**Text passage:**
● ● ● ● ●
Wednesday, July 16, 2014

Should a person in vegetative state be forced to live on?

Can a man on deathbed be forced to live on?

Dhananjay Mahapatra,TNN | Jul 16, 2014, 05.21 AM IST

Supreme Court on Tuesday took up the adjudication of the emotive issue of permitting removal of life support system from a person on deathbed if doctors unanimously agree that there is no chance of survival.

NEW DELHI: The Supreme Court on Tuesday did not shy away from taking up for adjudication the emotive issue of permitting removal of life support system from a person on the deathbed if doctors unanimously agree that there is no chance of survival. 

Petitioner 'Common Cause' has sought judicial sanction for the process where a person, who has 'willed' in sound health and mind that if he ever slips into a vegetative state in future and doctors feel that he has zero chance of survival, he should not be kept alive with the help of a ventilator. 

A five-judge constitution bench of Chief Justice R M Lodha and Justices J S Khehar, J Chelameswar, A K Sikri and R F Nariman was willing to refer the matter to the Law Commission of India for gathering expert opinion and public view before giving its recommendation to the Centre.
● ● ● ● ●
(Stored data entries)
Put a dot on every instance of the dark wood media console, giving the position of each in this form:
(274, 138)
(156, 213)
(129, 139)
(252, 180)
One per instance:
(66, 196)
● ● ● ● ●
**What the task asks:**
Answer these questions using the news article on removing life support:
(a) Which petitioner asked the court to approve this process?
(b) Who was the Chief Justice on the bench?
(c) Which body was the bench willing to refer the matter to?

**Expected answer:**
(a) Common Cause
(b) R M Lodha
(c) The Law Commission of India